Selection:
6.824 2005 Lecture 8: Cryptographic Protocols

Example system to talk about threats
  On-line ordering system
  Me, Internet, Amazon
  I type my credit card number
  Goal: I get the book I wanted, Amazon gets $20

Potential problems
  What if a bad person is tapping an Internet link?
    Network cables typically not physically secure.
  What if a bad person has broken into an Internet router?
    They are just computers...
  How do I know I'm talking to Amazon?
  How does Amazon know I'm allowed to use that credit card?
  What if a bad Amazon employee gets a copy of my credit card number?
  What if Amazon sends me the wrong book by mistake?
  What if someone steals the book out of my mail box?
  What if someone has broken into my workstation?
    Or my file server?
  Where did my browser come from? Or my O/S?
  What if my display or keyboard radiates?

Example of a secure system design:
  Secure telephone between FBI and CIA
  Goal: only people in FBI and CIA buildings allowed to know
  Plan:
    Radiation-proof buildings
    Only one entrance/exit per building
    Armed guards at entrances
    Guards check ID cards and record all in/out
    Pressurized shielded cable between two buildings
    No other cables allowed to leave the buildings
    Pass laws to punish people who reveal government secrets
    Invite NSA to try to steal the messages
    Send fake information, spy on the KGB to see if they learn that info

Note that we're unlikely to achieve perfect security
  No individual technique is perfect
    Pressurized cable only raises attacker's cost
    You can't completely shield a building
    Anyone can be bribed or blackmailed
  We could meet our stated goal but goals could be inappropriate
    Maybe FBI and CIA have uncleared visitors in the building
    Maybe some employees leave the building and talk in their sleep
      Why don't we forbid employees from leaving the building?

General methodology for building secure systems
  Figure out what you are trying to protect and how much it's worth
  Figure out what attacks you're trying to defend against
  State goals or desired properties clearly
    Not "impossible to break"
    How about "attack X on resource Y would cost $Z dollars"
  Structure system so it has two kinds of components:
    Trusted and un-trusted
  Build secure perimeter around trusted components
    Perhaps using physical, legal, or cryptographic techniques
  Minimize the size of the trusted components
    "Trusted" means "could betray you"
    Maybe we should have built a secure *room*, not building
  Analyze the resulting system, and monitor its success

What really works?
  Avoid exposure: unplug that Internet connection.
  Audit: balance your check-book.
  Assume you will lose: be able to tolerate losses (insurance).
  Use legal or social mechanisms: much more mature+powerful than technical schemes.

What are we going to talk about in 6.824?
  Cryptography, since it's well understood.

Stated task A: Echo the security lecture notes starting at "What if a bad Amazon" and ending at "my mail box?".
The security lecture notes and the rows that follow have nothing to do with each other.

Given records:
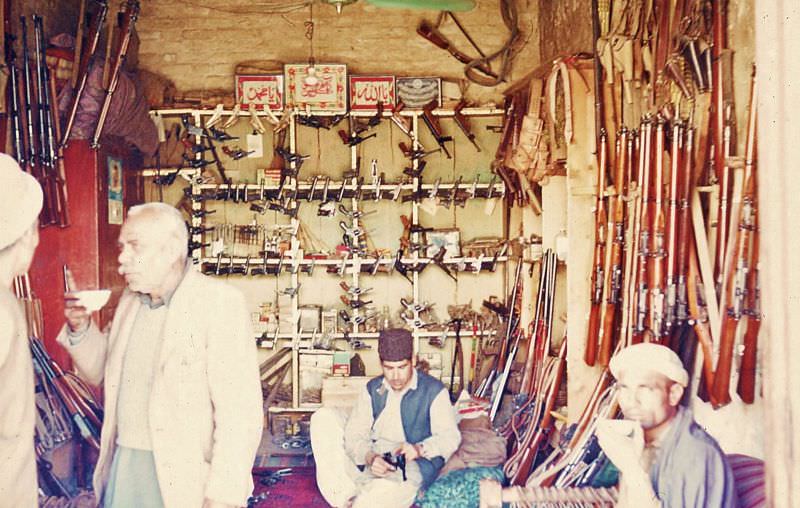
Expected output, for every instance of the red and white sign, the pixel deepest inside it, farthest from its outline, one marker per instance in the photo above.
(261, 90)
(367, 91)
(321, 87)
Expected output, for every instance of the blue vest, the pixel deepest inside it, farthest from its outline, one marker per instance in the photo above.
(415, 413)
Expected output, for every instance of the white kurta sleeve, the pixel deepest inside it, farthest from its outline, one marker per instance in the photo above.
(357, 433)
(235, 388)
(89, 353)
(445, 436)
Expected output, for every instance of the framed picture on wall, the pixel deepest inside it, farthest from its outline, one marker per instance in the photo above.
(367, 91)
(264, 90)
(316, 88)
(417, 92)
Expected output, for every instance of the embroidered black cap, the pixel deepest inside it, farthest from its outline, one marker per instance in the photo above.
(395, 344)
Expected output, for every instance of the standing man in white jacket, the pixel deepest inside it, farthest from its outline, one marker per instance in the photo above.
(20, 203)
(183, 402)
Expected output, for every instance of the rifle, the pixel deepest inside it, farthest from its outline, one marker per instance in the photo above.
(463, 123)
(458, 358)
(723, 213)
(598, 278)
(433, 125)
(639, 302)
(83, 73)
(87, 422)
(505, 360)
(34, 159)
(616, 237)
(657, 253)
(52, 156)
(433, 35)
(129, 20)
(670, 309)
(736, 274)
(539, 340)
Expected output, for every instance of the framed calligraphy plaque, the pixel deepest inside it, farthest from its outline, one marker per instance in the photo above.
(367, 91)
(321, 87)
(261, 90)
(417, 92)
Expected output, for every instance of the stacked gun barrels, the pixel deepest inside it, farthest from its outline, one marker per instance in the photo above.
(34, 122)
(676, 231)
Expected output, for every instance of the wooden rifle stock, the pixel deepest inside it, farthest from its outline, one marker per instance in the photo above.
(89, 427)
(616, 237)
(723, 213)
(641, 293)
(737, 272)
(128, 22)
(747, 369)
(463, 123)
(432, 35)
(543, 427)
(684, 225)
(598, 279)
(15, 107)
(505, 359)
(83, 66)
(657, 253)
(48, 124)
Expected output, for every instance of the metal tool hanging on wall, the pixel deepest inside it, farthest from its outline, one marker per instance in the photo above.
(129, 15)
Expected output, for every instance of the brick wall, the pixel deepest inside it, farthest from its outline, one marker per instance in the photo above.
(59, 15)
(198, 47)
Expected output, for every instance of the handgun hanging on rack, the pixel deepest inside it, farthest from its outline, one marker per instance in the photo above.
(463, 123)
(436, 129)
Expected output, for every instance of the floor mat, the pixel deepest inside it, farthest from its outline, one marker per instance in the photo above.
(297, 489)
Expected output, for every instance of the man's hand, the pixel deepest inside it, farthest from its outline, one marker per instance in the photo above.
(210, 503)
(378, 466)
(623, 443)
(77, 317)
(411, 452)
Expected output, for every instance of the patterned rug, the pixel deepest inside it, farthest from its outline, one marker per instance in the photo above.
(296, 489)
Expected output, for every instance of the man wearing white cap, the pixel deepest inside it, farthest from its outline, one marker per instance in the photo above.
(20, 204)
(403, 412)
(664, 457)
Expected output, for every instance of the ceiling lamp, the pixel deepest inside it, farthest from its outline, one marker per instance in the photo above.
(432, 5)
(339, 4)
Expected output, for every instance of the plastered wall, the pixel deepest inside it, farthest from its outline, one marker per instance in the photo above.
(197, 43)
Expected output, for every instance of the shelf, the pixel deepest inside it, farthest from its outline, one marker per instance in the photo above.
(332, 186)
(305, 337)
(242, 193)
(443, 112)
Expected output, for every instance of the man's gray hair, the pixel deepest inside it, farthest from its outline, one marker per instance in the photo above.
(168, 219)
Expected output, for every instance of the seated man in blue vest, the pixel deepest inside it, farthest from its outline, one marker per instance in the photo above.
(404, 413)
(665, 458)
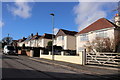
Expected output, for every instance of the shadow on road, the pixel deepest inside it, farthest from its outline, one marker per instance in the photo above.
(23, 74)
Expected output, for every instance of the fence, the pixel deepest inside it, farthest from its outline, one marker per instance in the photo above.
(69, 58)
(105, 59)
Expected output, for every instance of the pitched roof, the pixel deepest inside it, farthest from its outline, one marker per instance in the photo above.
(47, 36)
(21, 40)
(97, 25)
(66, 32)
(35, 37)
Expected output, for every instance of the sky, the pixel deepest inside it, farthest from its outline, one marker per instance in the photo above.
(20, 19)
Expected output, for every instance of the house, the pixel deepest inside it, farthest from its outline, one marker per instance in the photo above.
(14, 43)
(20, 42)
(34, 40)
(66, 39)
(27, 42)
(44, 39)
(101, 28)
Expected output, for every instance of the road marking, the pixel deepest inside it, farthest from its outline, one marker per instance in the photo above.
(82, 71)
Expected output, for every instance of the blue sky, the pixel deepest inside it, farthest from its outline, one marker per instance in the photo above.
(20, 20)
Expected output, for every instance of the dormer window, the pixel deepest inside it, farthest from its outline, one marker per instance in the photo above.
(84, 37)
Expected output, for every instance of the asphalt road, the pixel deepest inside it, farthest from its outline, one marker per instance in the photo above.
(22, 67)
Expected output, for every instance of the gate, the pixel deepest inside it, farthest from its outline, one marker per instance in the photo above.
(105, 59)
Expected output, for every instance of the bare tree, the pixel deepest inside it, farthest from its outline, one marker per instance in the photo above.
(101, 45)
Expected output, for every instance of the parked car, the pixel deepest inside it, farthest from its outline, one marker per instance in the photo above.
(8, 49)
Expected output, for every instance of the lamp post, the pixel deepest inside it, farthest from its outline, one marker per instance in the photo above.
(53, 34)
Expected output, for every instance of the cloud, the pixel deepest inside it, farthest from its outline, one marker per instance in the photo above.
(56, 30)
(88, 12)
(21, 9)
(1, 23)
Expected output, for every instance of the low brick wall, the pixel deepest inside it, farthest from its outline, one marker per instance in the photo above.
(28, 53)
(70, 59)
(19, 52)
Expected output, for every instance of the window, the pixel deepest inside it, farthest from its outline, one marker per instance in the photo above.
(102, 34)
(84, 37)
(61, 38)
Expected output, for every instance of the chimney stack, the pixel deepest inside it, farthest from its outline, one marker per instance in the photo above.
(117, 20)
(37, 34)
(31, 34)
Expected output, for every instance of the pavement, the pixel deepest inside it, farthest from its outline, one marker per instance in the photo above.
(89, 69)
(35, 68)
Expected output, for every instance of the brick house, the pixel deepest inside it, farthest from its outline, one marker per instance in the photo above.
(66, 39)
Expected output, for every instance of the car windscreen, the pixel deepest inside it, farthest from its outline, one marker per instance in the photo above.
(11, 48)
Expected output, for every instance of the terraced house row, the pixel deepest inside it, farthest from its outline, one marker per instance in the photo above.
(89, 38)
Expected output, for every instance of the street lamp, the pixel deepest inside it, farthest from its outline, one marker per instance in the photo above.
(53, 34)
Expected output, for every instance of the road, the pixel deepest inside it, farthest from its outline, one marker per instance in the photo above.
(22, 67)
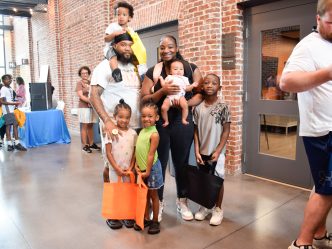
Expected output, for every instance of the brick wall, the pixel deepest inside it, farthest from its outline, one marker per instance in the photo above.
(75, 31)
(232, 81)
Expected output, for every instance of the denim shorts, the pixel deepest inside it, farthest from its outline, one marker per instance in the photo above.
(155, 179)
(319, 153)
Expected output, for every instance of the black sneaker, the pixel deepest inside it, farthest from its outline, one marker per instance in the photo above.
(114, 224)
(87, 149)
(154, 228)
(10, 148)
(95, 147)
(147, 223)
(20, 147)
(116, 74)
(129, 223)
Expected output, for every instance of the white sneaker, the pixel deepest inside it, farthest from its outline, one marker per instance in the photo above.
(160, 213)
(217, 216)
(161, 209)
(201, 213)
(183, 209)
(325, 242)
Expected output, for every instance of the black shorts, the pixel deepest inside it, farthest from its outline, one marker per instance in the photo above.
(10, 119)
(319, 153)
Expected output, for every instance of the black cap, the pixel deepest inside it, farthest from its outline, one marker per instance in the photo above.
(123, 37)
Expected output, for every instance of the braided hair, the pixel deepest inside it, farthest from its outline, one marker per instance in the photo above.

Stated task B: List every line in the rows that contains the word "white".

Answer A:
What if a bad Amazon employee gets a copy of my credit card number?
  What if Amazon sends me the wrong book by mistake?
  What if someone steals the book out of my mail box?

Answer B:
Expected output, for every instance of the red and white sign, the pixel deepest inside it, farthest from its outline, one marker per instance in the photo above.
Expected output, for every instance of the white kurta sleeve, the pixel deepest inside it, farthest from its outline, one marker per instance in the photo above.
Expected output, for every instance of the standing man in white jacket, the pixel deepest inside it, farthest from its outline, one marker per instance in the photo above.
Expected output, for every instance of the man wearing white cap, the pixel deepest inside it, farthest from its outline, one marker per instance in the photo above.
Expected output, for every instance of the white sneaker, the pixel deepest inside it, farthest from its outline, one marker per instance in the photo above.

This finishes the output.